# Material for this exercise
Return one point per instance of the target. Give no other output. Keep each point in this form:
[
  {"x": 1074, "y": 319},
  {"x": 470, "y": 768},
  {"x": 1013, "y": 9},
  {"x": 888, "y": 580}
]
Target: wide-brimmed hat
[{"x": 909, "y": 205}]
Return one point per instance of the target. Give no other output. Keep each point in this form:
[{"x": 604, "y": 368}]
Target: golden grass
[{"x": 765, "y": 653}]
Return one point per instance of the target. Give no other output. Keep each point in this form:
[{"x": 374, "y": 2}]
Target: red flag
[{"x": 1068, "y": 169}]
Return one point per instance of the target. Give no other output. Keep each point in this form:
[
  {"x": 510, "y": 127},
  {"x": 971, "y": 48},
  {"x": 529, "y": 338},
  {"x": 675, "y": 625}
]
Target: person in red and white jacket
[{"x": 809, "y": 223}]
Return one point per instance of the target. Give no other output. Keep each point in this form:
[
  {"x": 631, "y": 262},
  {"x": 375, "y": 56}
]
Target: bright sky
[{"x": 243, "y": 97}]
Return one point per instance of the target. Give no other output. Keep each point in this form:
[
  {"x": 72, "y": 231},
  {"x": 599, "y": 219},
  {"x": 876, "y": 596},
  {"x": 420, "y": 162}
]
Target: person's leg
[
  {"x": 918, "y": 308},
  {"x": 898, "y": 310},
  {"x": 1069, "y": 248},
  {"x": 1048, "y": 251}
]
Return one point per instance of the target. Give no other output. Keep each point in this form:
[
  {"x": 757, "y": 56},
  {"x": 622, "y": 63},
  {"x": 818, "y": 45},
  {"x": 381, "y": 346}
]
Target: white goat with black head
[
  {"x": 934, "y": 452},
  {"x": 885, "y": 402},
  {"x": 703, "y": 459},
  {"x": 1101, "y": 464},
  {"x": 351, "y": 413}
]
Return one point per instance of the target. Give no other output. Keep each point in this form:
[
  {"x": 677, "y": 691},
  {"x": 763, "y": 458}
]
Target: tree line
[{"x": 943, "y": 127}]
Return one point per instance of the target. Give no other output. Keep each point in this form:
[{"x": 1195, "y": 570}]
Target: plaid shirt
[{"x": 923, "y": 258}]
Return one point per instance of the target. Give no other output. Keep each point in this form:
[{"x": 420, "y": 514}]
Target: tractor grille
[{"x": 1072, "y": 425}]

# Exercise instructions
Extract the listing in its entirety, matching it exactly.

# Exercise solution
Return one point per instance of the target. Give no other output. Keep each point in this form:
[
  {"x": 1074, "y": 319},
  {"x": 470, "y": 768},
  {"x": 1013, "y": 9},
  {"x": 888, "y": 580}
]
Target: wide-brimmed hat
[{"x": 909, "y": 205}]
Return one point per instance of the target. Give no other output. Keep each point in this form:
[{"x": 604, "y": 368}]
Target: golden grass
[{"x": 765, "y": 653}]
Return one point per instance of the target. Give no other output. Keep each point in this form:
[{"x": 374, "y": 2}]
Target: red flag
[{"x": 1068, "y": 169}]
Return one point per instance of the target. Give no other output. Keep each point in this form:
[
  {"x": 510, "y": 127},
  {"x": 971, "y": 48},
  {"x": 529, "y": 338},
  {"x": 675, "y": 625}
]
Target: person in red and white jacket
[{"x": 809, "y": 223}]
Return one point per instance of the target. Give no other output. Keep each point in this form:
[
  {"x": 631, "y": 262},
  {"x": 375, "y": 56}
]
Target: bright sky
[{"x": 243, "y": 97}]
Return one point per instance of the target. Give no other output. Keep each point in this form:
[
  {"x": 72, "y": 231},
  {"x": 599, "y": 219},
  {"x": 876, "y": 596},
  {"x": 420, "y": 162}
]
Target: person's leg
[
  {"x": 918, "y": 308},
  {"x": 898, "y": 310},
  {"x": 1069, "y": 248},
  {"x": 1048, "y": 251}
]
Return one point per instance of the target. Give no other output. Keep each point in this form:
[
  {"x": 757, "y": 56},
  {"x": 622, "y": 63},
  {"x": 818, "y": 45},
  {"x": 381, "y": 346}
]
Target: white goat with black head
[
  {"x": 934, "y": 452},
  {"x": 885, "y": 402},
  {"x": 703, "y": 459},
  {"x": 1101, "y": 464},
  {"x": 351, "y": 413}
]
Return one point per instance of the target. Give no other output. Keep each point in this form:
[
  {"x": 677, "y": 691},
  {"x": 763, "y": 458}
]
Target: tree line
[{"x": 943, "y": 127}]
Return one point per instance of the target. Give no other output. Keep each point in this form:
[{"x": 1195, "y": 570}]
Target: plaid shirt
[{"x": 923, "y": 258}]
Return one point per instance of the target. Give no other output. Keep each point in this form:
[{"x": 420, "y": 514}]
Target: tractor grille
[{"x": 1072, "y": 425}]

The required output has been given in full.